SVOLGI QUANTO SEGUE =>
(1) Nel brano sui fondi pubblici dei partiti, quanto pesa Francone Fiorito?
(2) Scrivi il seguito del brano sui fondi pubblici e sull'informazione a pagamento, a partire dalla sua ultima frase.

La cifra mi è parsa consona allo stile di vita e alla fattura ossea dei militanti. Il loro capo, l’ex tesoriere Francone Fiorito, pesa più di 180 chilogrammi ed è bisognevole di quantità sostenute di carboidrati. Fiorito, detto simpaticamente er Batman perchè cadde da una moto ferma, ha tentato di gestire i fondi del finanziamento pubblico al meglio delle sue possibilità.
Quindi, e prima di tutto, mangiare e far mangiare.
Ha pagato il noto signor Pantalone.
come si comprano le notizie
Sembra che in Emilia Romagna anche l’alfabeto fosse a pagamento. Vocali e consonanti commissionate e fatturate. Asl, consiglio regionale, partiti: tutti a sostenere con buone parcelle l’informazione libera. Talk show, notizie d’apertura, inchieste televisive. I giornalisti, molto liberi di loro, avevano (hanno?) solo il compito di assemblare notizie e comunicati stampa che gli organi di governo e di opposizione (grillini compresi) confezionavano (confezionano?).

VOCI RIPORTATE =>
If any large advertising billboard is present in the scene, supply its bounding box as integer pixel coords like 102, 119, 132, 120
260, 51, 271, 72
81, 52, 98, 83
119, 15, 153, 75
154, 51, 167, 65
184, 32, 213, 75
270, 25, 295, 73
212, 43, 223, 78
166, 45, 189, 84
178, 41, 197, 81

RISPOSTE SCRITTE =>
(1) Più di 180 chilogrammi.

(2)
Le notizie si comprano e si vendono, purtroppo. Questa merce contraffatta fa però ammalare la democrazia, e la riduce a una convenzione, a un puro esercizio di stile.
Perciò non è del tutto inutile andare in edicola e acquistare, se ce lo si può ancora permettere, un giornale che non abbia un padrone, che non emetta fatture e che – possibilmente – non faccia sconti a nessuno.
a cosa serve la televisione
Ieri sera ho acceso la tv e ritrovato Bruno Vespa al solito posto. Scrive bene il Fatto: sembra uscito dal freezer lui e con lui i soliti ospiti. Congelati a giugno, scongelati a settembre e pronti per essere riserviti a tavola per la nuova stagione (dodicesima? quindicesima? trentaduesima?).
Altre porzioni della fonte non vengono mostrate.